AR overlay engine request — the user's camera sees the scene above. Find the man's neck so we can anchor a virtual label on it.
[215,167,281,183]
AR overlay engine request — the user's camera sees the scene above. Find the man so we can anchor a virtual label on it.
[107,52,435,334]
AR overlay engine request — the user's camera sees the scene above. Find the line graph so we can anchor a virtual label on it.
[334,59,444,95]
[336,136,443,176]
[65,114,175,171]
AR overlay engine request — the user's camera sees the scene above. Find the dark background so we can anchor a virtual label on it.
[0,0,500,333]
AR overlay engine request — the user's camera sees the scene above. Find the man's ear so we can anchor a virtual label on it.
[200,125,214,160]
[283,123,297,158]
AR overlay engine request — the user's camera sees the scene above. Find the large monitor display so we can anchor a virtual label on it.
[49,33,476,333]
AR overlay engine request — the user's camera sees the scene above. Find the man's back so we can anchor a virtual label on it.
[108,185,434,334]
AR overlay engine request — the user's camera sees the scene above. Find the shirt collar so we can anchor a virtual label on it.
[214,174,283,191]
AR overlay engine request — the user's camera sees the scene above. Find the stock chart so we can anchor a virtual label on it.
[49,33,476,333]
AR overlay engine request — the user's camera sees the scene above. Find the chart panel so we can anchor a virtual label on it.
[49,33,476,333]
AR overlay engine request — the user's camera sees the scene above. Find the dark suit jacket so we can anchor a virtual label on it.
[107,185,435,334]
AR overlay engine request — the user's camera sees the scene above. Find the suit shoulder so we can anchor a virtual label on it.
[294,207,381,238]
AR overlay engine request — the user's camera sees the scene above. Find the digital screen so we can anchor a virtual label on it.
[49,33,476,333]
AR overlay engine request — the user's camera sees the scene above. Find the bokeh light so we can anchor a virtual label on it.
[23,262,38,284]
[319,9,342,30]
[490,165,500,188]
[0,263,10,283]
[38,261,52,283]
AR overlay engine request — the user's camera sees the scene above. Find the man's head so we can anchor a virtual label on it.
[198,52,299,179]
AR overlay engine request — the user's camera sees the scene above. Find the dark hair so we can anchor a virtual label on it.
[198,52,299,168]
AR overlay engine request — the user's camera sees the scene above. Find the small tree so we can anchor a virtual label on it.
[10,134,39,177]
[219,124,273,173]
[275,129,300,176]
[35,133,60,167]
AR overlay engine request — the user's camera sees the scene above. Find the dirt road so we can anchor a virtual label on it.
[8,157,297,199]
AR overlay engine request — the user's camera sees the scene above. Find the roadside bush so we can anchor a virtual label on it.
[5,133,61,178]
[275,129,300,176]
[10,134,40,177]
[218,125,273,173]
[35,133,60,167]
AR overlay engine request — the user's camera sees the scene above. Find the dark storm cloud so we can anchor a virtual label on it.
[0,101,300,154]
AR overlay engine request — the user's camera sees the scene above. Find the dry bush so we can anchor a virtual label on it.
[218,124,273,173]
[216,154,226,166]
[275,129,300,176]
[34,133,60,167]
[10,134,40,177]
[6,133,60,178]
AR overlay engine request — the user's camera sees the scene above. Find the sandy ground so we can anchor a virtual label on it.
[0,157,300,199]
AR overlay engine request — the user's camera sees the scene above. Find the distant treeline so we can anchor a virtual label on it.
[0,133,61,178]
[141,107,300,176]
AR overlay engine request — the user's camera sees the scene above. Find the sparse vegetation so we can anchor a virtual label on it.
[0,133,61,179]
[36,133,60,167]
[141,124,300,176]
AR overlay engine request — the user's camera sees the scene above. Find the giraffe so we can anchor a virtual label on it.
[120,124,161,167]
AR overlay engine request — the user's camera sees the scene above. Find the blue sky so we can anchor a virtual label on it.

◆ Instructions for the task
Copy the records above verbatim, from the line with "Find the large" to the line with "[108,185,434,334]", both lines included.

◆ Task result
AR overlay engine request — the user's camera sees the scene above. Find the large monitor display so we can anchor a virtual label on it.
[49,33,476,333]
AR overlay engine request — the user's camera sees the scene above. Find the man's back so we can anchor a virtual label on it.
[108,185,434,334]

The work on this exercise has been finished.